New Jersey Train Crash Claims 1 Life, Injures 114

Hoboken train crash
Police scene on the eve of the accident |

One person died and about 114 were injured when a New Jersey transit train crashed at Hoboken station on Thursday morning.

The train did not slow down upon reaching the station and smashed the track stop barriers and hit the interior wall of the Hoboken Terminal, bringing down the roof and concrete on the platform.

The incident happened at around 8:45 AM, when the train was carrying 250 passengers.

"You felt like this huge, huge bang," passenger Steve Mesiano told NBC. "The lights went off, and then you started to see like -- I was in the window seat, so I could see like outside, what was happening, and the roof just collapsed on the first car."

People broke the emergency windows to get out, helping other passengers to get out before the first responders arrived.

"Once we got off we noticed that people were stuck and they had to come through the windows," Jaime Weatherhead-Saul, a passenger who was between standing between the first and second cars said. "And the conductor came off and he was completely bloodied."

→ ACTIVITY LIST:
1) Answer these questions from the Hoboken train crash report, one line each:
(a) At about what time did the crash happen?
(b) How many passengers was the train carrying?
(c) To which news outlet did Steve Mesiano describe the crash?
2) Carry on writing the Hoboken train crash report from the point where it stops.
The material has no part in the work on the text.

→ EXERCISE DATA:

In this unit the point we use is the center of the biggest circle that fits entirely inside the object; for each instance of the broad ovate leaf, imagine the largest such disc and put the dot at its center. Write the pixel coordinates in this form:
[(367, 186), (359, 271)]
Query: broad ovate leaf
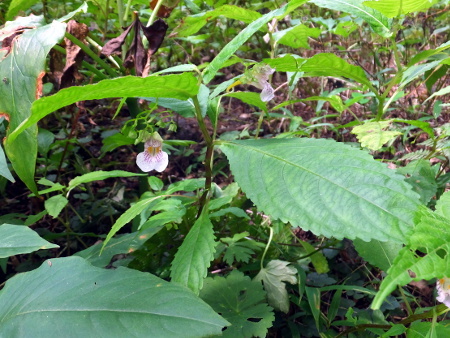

→ TASK-BY-TASK ANSWERS:
1)
(a) Around 8:45 AM.
(b) 250.
(c) NBC.

2)
Train operator Thomas Gallagher, 48, was severely injured in the accident but was released from the hospital after treatment. He was working as an NJ Transit employee for 19 years, and had an experience of 10 years as an engineer.

New Jersey Governor Chris Christie said he was cooperating with the investigators.

The cause of the accident is not yet known.

"We have no indication that this is anything other than a tragic accident but ... we're going to let the law enforcement professionals pursue the facts," Christie said in a news conference.

The train was not equipped with an anti-collision system known as positive train control, which automatically slows down or stops trains running on high speeds.

The NJ Transit has been instructed to install PTC systems, but the railroads had requested to postpone the deadline last year.

"PTC has been one of our priorities, we know that it can prevent accidents, whether it is involved in this accident that is definitely one of the things we will look at carefully," said T. Bella Dinh-Zarr, Vice Chairman at National Transportation Safety Board.

Over 100,000 people travel via NJ Transit trains daily to commute between Jew Jersey and New York.

The Hoboken Terminal was constructed as far back as in 1907, and is on the National Register of Historic Places. It has been restored many times and was last repaired in 2012.